_Aim_
Rewrite the stretch from the line containing "detect every recessed" through the line containing "[291,309,517,427]", swapping "broadcast frame" for "camera frame" and leaving everything else unchanged. Give back only those lines.
++++++
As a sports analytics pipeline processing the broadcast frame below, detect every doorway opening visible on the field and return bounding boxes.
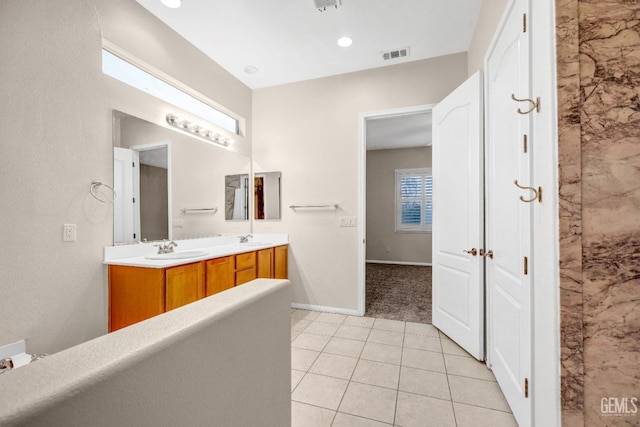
[358,105,433,323]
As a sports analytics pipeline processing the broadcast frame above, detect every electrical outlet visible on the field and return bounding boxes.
[62,224,76,242]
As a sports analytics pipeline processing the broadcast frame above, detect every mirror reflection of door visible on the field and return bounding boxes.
[113,143,170,243]
[139,145,169,240]
[253,176,264,219]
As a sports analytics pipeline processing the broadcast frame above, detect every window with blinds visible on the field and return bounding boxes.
[396,168,433,233]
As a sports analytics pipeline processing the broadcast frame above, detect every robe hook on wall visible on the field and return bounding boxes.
[511,93,540,114]
[513,179,542,203]
[89,180,118,203]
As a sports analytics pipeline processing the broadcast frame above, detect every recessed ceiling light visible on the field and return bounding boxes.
[338,36,353,47]
[160,0,182,9]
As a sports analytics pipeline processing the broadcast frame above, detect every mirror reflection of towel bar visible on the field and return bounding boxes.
[180,208,218,213]
[289,203,338,209]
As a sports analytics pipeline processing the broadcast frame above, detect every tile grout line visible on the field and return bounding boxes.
[440,336,458,426]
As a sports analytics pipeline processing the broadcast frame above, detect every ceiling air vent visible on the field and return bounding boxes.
[313,0,342,12]
[382,47,409,61]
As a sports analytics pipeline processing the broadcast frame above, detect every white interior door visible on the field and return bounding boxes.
[113,147,139,243]
[485,0,538,426]
[432,72,485,360]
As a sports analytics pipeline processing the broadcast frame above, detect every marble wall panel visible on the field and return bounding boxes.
[556,0,584,425]
[556,0,640,426]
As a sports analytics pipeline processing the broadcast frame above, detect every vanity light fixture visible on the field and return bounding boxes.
[167,113,231,147]
[338,36,353,47]
[160,0,182,9]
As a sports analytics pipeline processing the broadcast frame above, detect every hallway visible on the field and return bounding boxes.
[291,309,517,427]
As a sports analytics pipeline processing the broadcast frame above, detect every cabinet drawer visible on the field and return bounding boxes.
[236,268,256,285]
[236,252,256,270]
[165,262,204,311]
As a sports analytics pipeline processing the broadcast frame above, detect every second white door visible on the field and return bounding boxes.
[432,72,485,360]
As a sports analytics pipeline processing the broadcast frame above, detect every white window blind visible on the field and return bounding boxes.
[396,168,433,233]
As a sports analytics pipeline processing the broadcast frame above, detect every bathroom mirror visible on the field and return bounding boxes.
[225,172,282,221]
[113,110,251,244]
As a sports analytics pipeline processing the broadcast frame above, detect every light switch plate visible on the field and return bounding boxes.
[340,216,358,227]
[62,224,76,242]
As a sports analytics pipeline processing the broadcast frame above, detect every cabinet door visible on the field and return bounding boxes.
[257,248,274,279]
[236,267,256,286]
[206,256,234,296]
[234,252,256,286]
[109,265,165,332]
[165,261,204,311]
[273,245,289,279]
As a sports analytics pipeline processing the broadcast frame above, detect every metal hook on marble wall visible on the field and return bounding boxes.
[511,93,540,114]
[513,179,542,203]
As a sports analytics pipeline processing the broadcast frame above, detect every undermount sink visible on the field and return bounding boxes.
[238,242,271,246]
[145,251,208,260]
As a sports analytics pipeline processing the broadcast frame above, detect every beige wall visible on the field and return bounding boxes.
[253,54,467,311]
[468,0,508,75]
[0,0,251,353]
[366,147,431,263]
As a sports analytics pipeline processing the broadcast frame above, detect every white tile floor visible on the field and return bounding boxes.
[291,310,517,427]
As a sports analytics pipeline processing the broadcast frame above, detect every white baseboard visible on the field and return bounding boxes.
[365,259,431,267]
[291,302,364,316]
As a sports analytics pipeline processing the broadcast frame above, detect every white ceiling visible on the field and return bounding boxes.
[137,0,482,89]
[366,111,431,150]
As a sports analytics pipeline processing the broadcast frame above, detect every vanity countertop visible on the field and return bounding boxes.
[103,234,289,268]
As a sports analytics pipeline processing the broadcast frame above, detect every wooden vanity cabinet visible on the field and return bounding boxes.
[165,261,205,311]
[271,245,289,279]
[205,255,235,296]
[109,245,288,332]
[256,248,274,279]
[256,245,289,279]
[234,252,257,286]
[109,265,166,332]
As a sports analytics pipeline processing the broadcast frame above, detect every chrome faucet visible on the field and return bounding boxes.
[153,240,178,254]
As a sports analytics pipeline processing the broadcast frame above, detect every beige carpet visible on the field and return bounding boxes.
[365,264,431,323]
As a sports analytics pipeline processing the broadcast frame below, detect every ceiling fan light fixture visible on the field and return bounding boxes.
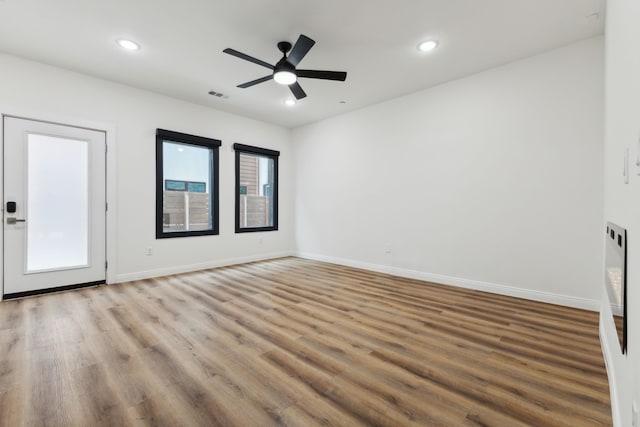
[418,40,438,52]
[273,70,298,86]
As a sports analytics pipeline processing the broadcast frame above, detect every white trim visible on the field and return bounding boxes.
[600,318,622,427]
[0,105,118,301]
[296,252,601,311]
[115,251,295,283]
++++++
_The completed task_
As a sports analytics pipeline processing the camera frame above, detect every recessed ceiling light visible on the field and return bounding boxes.
[338,36,353,47]
[160,0,182,9]
As a sports analytics pipeline processing the camera frame above, detect every mirror reflection of towel bar visible on the field and return bounding boxes.
[180,208,218,213]
[289,203,338,209]
As a sports analytics pipeline processing the camera frame above, detect every tile grout line visible on the field and return bounding boxes.
[440,336,458,426]
As a sports analytics pipeline processing the camera frame above, detect every ceiling air vent visible on the field and return bounding boxes.
[313,0,342,12]
[382,47,409,61]
As a sports analytics pipeline processing the camera frame above, detect every white interior door visible on the field and return bounding boxes.
[113,147,139,243]
[485,0,538,426]
[432,72,485,360]
As a sports analytics pipeline processing the camera frame above, detect every marble wall panel visible on the field and return bounding boxes.
[556,0,584,425]
[556,0,640,426]
As a sports analytics pipeline processing the camera frame above, detect every vanity light fixture visible on the field and return bounding boxes.
[167,113,231,147]
[338,36,353,47]
[160,0,182,9]
As a sports analytics pipeline processing the camera frame above, detect every hallway visible on the field and return bounding boxes.
[291,309,517,427]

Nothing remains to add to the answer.